DiffuCOMET

This is the source code for paper DiffuCOMET: Contextual Commonsense Knowledge Diffusion.

Part of our code is modified from SeqDiffuSeq repository.

Getting Started

Create a python 3.8 Conda environment and install the following packages:

conda install mpi4py
pip install torch==1.10.0+cu111 torchvision==0.11.0+cu111 torchaudio==0.10.0 -f https://download.pytorch.org/whl/torch_stable.html
pip install -r requirements.txt

Preparing Datasets and Toolkits

Our preprocessed datasets can be downloaded from this link, please place data/ under this root directory, and data_rp/ under the BART_Rel_Pred/ directory.

Please also download our commonsense fact linking toolkit (ComFact_Linker) from this link, and place ComFact_Linker/ under this root directory.

..............................

**PROBLEM DETAILS**: Write out the part of the DiffuCOMET readme above, starting at "Our preprocessed datasets" and ending at "the BART_Rel_Pred/ directory.", word for word.

**PROVIDED MATERIAL**:
..............................

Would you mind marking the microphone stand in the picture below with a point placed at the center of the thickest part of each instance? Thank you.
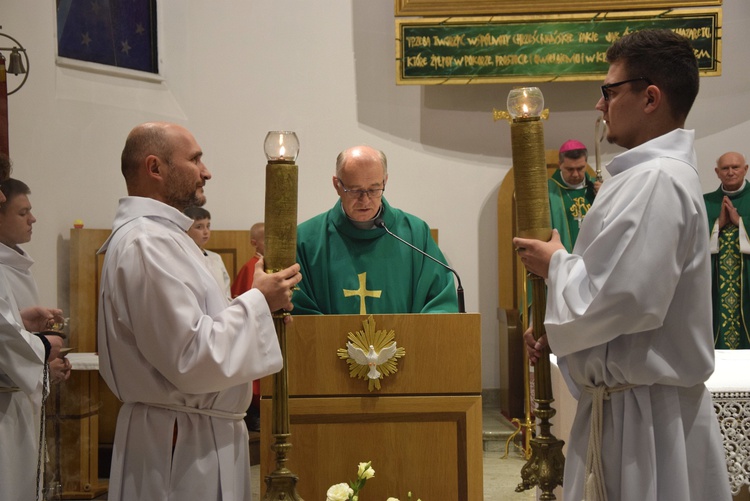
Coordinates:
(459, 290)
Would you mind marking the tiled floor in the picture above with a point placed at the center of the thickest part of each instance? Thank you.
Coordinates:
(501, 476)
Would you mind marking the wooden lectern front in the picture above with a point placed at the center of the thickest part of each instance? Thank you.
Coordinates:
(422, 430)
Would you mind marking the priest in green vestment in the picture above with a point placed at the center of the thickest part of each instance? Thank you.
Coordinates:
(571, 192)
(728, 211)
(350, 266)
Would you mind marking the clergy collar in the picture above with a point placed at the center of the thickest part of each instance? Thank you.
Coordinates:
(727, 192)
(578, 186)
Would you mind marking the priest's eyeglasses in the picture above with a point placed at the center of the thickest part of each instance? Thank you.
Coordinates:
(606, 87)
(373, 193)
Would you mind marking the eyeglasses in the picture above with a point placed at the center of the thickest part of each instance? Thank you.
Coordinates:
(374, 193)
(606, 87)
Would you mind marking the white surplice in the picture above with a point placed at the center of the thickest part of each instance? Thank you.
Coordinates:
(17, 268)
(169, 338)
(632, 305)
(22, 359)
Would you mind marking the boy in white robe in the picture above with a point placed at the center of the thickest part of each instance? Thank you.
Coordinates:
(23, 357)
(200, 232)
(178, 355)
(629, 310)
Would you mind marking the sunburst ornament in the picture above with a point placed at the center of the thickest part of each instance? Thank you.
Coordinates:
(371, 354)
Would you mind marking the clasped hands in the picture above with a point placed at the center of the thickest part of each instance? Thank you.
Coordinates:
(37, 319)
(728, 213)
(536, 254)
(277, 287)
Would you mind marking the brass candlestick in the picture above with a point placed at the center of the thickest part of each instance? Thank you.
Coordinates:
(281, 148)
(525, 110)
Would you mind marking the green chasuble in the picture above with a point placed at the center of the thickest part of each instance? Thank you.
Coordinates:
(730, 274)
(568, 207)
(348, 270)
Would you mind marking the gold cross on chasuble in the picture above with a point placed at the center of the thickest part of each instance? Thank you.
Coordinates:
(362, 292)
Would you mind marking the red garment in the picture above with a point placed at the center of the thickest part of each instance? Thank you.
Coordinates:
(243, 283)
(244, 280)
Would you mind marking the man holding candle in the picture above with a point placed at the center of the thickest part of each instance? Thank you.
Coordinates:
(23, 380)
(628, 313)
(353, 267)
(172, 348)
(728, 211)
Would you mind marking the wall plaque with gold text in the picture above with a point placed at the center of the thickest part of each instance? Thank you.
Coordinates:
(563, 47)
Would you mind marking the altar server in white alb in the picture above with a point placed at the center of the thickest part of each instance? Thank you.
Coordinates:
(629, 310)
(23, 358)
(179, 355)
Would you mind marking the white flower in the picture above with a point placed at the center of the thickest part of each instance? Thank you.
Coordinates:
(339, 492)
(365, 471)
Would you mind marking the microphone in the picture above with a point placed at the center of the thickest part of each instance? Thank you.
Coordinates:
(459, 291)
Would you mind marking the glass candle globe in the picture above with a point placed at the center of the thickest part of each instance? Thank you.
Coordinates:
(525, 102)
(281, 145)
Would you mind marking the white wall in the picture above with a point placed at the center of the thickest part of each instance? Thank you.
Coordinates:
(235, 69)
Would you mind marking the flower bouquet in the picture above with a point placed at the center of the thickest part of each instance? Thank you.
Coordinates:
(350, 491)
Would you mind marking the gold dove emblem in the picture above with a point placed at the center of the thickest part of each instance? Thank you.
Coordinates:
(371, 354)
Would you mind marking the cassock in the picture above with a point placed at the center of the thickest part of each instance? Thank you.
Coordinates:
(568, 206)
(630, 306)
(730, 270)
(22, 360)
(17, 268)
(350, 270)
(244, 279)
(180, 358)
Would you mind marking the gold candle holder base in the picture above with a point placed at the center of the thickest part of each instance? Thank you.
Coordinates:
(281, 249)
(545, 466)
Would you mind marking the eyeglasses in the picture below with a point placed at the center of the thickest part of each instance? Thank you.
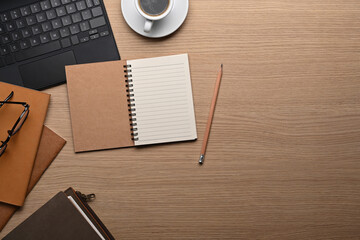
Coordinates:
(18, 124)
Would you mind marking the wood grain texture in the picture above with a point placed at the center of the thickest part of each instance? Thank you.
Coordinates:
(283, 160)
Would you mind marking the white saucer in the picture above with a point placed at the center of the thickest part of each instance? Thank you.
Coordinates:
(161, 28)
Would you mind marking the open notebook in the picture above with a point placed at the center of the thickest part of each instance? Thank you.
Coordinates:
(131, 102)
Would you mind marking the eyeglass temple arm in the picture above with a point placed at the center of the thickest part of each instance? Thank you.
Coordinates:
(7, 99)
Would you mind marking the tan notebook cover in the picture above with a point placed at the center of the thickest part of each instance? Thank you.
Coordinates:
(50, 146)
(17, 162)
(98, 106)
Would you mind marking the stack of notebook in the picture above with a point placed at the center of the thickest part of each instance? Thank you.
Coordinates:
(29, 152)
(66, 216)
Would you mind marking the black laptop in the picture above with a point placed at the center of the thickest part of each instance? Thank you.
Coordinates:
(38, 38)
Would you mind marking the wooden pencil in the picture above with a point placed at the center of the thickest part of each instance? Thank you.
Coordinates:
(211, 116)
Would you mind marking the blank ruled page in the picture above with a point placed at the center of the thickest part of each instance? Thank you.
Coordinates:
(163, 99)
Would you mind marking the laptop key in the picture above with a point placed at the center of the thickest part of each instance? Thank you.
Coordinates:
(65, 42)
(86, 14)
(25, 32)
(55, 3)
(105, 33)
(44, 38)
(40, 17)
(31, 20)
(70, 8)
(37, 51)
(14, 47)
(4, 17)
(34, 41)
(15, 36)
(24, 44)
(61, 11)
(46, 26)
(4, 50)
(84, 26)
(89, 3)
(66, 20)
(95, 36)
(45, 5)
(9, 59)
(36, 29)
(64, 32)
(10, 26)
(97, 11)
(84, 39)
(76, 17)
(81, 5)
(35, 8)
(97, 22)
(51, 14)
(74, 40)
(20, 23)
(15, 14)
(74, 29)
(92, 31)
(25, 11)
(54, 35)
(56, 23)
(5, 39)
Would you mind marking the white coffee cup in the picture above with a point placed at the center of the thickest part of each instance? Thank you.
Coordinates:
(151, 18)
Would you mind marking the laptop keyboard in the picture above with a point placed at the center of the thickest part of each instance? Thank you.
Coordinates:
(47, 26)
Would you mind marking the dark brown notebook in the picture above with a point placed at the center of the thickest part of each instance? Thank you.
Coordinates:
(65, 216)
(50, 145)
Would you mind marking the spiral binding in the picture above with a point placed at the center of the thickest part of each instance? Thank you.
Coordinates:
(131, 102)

..............................

**RESULT FOR THIS EXERCISE**:
Our preprocessed datasets can be downloaded from this link, please place data/ under this root directory, and data_rp/ under the BART_Rel_Pred/ directory.